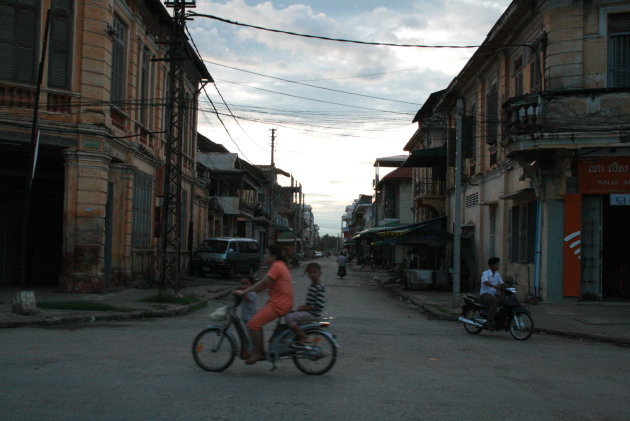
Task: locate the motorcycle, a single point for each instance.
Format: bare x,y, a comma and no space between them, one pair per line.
510,315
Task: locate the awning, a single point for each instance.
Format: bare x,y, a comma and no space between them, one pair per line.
428,231
431,157
375,230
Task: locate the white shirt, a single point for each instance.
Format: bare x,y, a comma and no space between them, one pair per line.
492,278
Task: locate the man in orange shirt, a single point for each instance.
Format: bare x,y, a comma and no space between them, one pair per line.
280,284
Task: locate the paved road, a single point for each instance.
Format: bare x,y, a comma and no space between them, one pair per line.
394,365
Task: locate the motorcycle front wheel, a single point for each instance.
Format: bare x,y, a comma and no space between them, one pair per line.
214,349
472,313
318,356
521,326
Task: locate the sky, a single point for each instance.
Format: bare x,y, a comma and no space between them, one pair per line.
328,140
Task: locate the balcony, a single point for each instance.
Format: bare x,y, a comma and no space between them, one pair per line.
429,187
558,119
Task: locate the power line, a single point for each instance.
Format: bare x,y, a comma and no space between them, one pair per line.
385,44
309,85
320,100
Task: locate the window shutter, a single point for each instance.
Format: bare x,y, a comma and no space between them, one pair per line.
532,218
7,32
513,233
451,147
25,34
59,52
468,136
491,118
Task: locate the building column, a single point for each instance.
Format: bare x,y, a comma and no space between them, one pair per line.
85,199
121,176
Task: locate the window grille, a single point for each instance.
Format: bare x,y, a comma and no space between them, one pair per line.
472,200
619,50
141,212
118,60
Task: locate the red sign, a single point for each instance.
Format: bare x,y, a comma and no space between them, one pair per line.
572,241
604,175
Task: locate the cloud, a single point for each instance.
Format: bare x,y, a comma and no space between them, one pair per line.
331,149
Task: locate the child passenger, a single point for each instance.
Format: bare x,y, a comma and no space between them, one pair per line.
312,308
248,309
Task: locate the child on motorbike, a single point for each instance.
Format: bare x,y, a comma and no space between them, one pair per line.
312,308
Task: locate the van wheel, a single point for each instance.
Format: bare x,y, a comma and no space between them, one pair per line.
230,272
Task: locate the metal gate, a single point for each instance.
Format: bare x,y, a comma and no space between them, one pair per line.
591,253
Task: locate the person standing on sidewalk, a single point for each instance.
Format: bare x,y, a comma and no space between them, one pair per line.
280,284
491,284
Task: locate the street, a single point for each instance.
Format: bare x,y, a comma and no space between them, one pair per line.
393,364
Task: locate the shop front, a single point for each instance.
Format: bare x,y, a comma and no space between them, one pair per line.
597,231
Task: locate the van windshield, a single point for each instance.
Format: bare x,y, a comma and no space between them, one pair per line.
215,246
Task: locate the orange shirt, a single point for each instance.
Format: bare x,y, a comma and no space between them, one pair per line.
281,289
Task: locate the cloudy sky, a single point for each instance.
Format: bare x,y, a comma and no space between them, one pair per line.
326,138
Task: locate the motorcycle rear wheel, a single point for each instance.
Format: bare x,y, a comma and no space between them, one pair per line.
472,314
521,326
318,357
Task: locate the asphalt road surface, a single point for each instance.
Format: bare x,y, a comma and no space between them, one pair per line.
394,364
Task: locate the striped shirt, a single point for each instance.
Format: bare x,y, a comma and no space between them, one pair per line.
315,299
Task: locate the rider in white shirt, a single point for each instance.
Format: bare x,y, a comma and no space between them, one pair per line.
491,283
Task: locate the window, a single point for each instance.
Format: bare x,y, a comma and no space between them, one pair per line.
141,212
619,50
19,27
492,119
60,49
145,82
119,37
517,75
522,232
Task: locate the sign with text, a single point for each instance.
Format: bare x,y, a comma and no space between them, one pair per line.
604,175
620,199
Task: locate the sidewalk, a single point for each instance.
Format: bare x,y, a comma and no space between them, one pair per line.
124,303
607,322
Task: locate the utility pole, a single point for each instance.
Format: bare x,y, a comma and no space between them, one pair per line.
170,255
34,146
272,182
457,241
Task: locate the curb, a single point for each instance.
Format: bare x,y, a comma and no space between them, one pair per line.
113,316
440,315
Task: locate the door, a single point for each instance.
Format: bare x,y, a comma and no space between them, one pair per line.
107,253
591,253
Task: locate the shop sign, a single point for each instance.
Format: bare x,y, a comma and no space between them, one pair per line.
604,175
620,199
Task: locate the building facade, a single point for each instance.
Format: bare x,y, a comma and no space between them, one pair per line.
94,217
544,136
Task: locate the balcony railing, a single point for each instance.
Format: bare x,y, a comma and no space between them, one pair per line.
429,187
566,111
522,114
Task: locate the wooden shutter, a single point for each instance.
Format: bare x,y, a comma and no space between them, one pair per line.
513,233
7,38
451,147
468,136
492,121
60,45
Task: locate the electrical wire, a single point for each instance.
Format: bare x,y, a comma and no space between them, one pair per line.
309,85
385,44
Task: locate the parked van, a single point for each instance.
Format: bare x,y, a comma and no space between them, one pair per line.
226,256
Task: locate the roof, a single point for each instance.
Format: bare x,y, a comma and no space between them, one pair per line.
399,173
390,161
429,157
427,108
206,145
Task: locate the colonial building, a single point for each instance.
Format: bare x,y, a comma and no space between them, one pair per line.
546,162
98,183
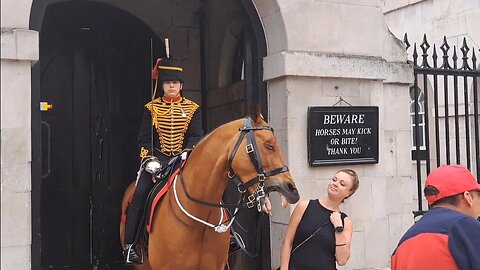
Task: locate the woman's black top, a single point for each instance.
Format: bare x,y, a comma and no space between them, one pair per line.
318,253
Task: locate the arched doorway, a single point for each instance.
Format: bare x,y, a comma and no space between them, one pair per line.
94,68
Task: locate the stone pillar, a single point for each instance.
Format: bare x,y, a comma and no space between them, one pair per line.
320,51
19,50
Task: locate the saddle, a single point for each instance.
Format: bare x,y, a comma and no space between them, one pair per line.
164,181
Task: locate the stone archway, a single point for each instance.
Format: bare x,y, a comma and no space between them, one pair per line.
185,33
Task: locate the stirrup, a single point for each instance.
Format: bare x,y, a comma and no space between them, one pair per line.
132,256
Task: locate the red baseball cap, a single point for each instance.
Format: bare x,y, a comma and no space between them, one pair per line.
450,180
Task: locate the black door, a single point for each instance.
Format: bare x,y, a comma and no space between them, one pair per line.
96,76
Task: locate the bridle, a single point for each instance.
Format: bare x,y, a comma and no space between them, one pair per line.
257,198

——————

• Task objective:
Reproduce all of the rows above, replacing "a single point for each instance" with "one point per instance" wherever it occurs and leaving everything else unchanged. Omit the pictures from your answer.

• The solution:
Task: locate the motorcycle, one point per instance.
Format: bare x,y, a comma and no space between them, one pair per line.
510,315
Task: locate the awning, one point per instance.
Format: bare x,y, a comma and no space between them, one pair per line.
428,231
431,157
375,230
Task: locate the white shirt, one point per instance.
Format: bare x,y, a comma and no space between them, one pair per line.
492,278
Task: locate the man in orange shirt, one point per instance.
Format: bare x,y, a comma and no space between them, one pair per line.
280,284
Task: locate the paved road, one point per instance.
Format: bare x,y, a comma and no space between them, one pair per line.
394,365
Task: locate the motorcycle front wheel, one point per instance.
Format: bare x,y, a comma and no space between them, one pair per line.
214,349
472,313
318,356
521,326
Task: locate the sky, one point per instance.
Format: bare x,y, a comma and no space between them, one pair per line.
328,140
Task: locate the balcony, one point per instance.
Format: bare x,y, a comma and no space between them, one pair per line.
429,187
558,119
Task: locate the power line, one point per instance.
Format: bare x,y, a comma and no space between them, one pair per line.
385,44
309,85
320,100
Task: locate the window shutter, one point per instance.
Format: bare x,y, a comma and no space between them, one pair per line.
532,218
7,32
513,233
451,147
25,34
59,52
468,136
491,118
Task: locate the building column, one point per instance.
Format: bare x,y, a comma and no space between them, one pair per line.
85,199
121,176
Task: locate the window grille, one point per instance.
Format: bare x,y, a comma and no space between them, one pair per line.
472,200
619,50
141,212
118,60
Task: locate the red sign, one point per instance.
Format: bare x,y, a comma and no space between them, one pair per line.
572,241
604,175
Task: locate the cloud, one point per instance.
Format: bare x,y, a comma and no space between them, one pair per line.
331,149
Task: locate the child passenger, one point per instance.
Format: bare x,y, a comma and no space between them, one pair per line.
312,308
248,309
Task: locate the child on motorbike, one point per instance.
Format: bare x,y, a comma and no space between them, one pair per line.
312,308
Task: locate the van wheel, one point per instance.
Format: bare x,y, a comma and no space between them, one pair per line.
230,272
Task: locate the metal gate, one point per instance.
Format: bare x,y, a comma and no space between them, one pair per line.
591,253
Task: locate the person standing on sidewalk, one point per instance.
Format: bare x,y, a comma and no space between them, one pair per line.
280,284
491,284
Task: locate the street, one point per instance.
Format: bare x,y, a comma and no space between them, one pair per line.
393,364
Task: locate the shop front, one point per instance.
Format: bare x,y, a comma and no space between them, one pair per line.
597,231
Task: locate the van windshield, one point per instance.
Format: bare x,y, a comma and no space between them, one pair per line.
215,246
Task: locate the orange shirt, one point per instance.
Format: bare x,y, a comma and no space between them, one pair per line.
281,289
Task: locate the cloudy sky, one point per instance.
Format: bare x,y, a comma and no space between them, one pair per line.
326,138
Task: locate the motorcycle rear wheel, one point per instance.
Format: bare x,y, a comma and no space between them, one pair per line.
472,314
521,326
318,357
Task: locate the asphalt road surface, one point per instance.
Format: bare x,y, a comma and no space between them, one pair per line.
394,364
Task: locate the striped shirt, one point per instance.
Format: bare x,y, a comma and no space between them, one pair per line.
315,299
Task: locate the rider in white shirt, one point per instance.
Format: bare x,y, a comma and no space between them, one pair per line.
491,283
Task: locate the window, one point per instance.
Format: bare x,y, a comma and no space between them, one pair per line.
141,212
619,50
19,27
492,119
60,49
145,82
119,37
517,75
522,232
Task: locate the sign with text, one point per instance.
Format: bare x,y, a comma and no space between them, one pair per line.
604,175
620,199
Task: locate the sidewalk, one point per instance.
Format: bare x,y, a comma and no space between them, one pair per line.
124,303
607,322
Task: locate the utility pole, one point per instance.
Format: bare x,y, a comma and no space between them, one pair per line.
170,255
34,146
272,182
457,241
Task: locate the curb, one point per instance.
Format: bare x,y, a comma and no space between them, one pair per line.
113,316
440,315
Task: locate the door, one point per instance.
Format: bare x,y, a comma and no space between them, one pair per line.
107,253
591,253
Task: locate the shop sign, one point per instance.
Format: bare x,y, a comma and no space between them, one pair per line.
604,175
620,199
Task: locate the building facade, one point per instance.
Format: bare x,y, a comma and no space between them, one pair per line.
94,217
544,136
Task: locate the balcony railing, one point per instance.
Format: bare x,y, a comma and no space between them, one pair per line.
429,187
566,111
522,114
Task: locate the wooden shutter, one point per instance.
Format: bare x,y, a comma and no space between them, one pair per line.
513,233
7,38
451,147
468,136
492,121
60,45
Task: locate the electrical wire, one point per instance.
Format: bare x,y, a comma and no space between them, one pair per line.
309,85
385,44
Task: locate the parked van, one point per instance.
Format: bare x,y, a comma and no space between them, one pair per line.
226,256
Task: locate the roof, one point per instance.
Format: bare x,y, a comma and no space between them, one pair per line.
399,173
390,161
429,157
427,108
206,145
Task: locate the colonial building, one point per instance.
Format: bare x,y, a comma and no space between them, one pair per line.
546,162
98,183
Task: locate the woman's black top, one point per instance.
Format: bare x,y, a comma and no space between them, one pair per line.
318,253
Task: locate the arched doorway, one point per instance.
Format: bare x,y, a comma and no space between them, one pair per line.
94,68
Task: locate the stone pillar, one point per instance.
Format: bare x,y, a comma and no space between them, one pair per line.
320,51
19,50
Task: locate the saddle, one point per instance.
Format: bare x,y, a comma and no space between them, one pair per line.
164,181
Task: locate the stone archway, one point per instance.
Format: bare x,y, a comma and no space between them, one pair per line.
185,33
Task: locate the stirrup, one point per instance.
Format: bare x,y, a comma and no space between them, one pair per line.
132,256
Task: locate the red baseball cap, one point per instance.
Format: bare x,y, a comma and no space between them, one pair per line.
450,180
Task: locate the black door, one point per instance.
Format: bare x,y, a comma and no space between them, one pair per line.
96,76
Task: locate the bridle, one point per instance.
Format: bare x,y, a comma and no space between them, one pair per line.
257,198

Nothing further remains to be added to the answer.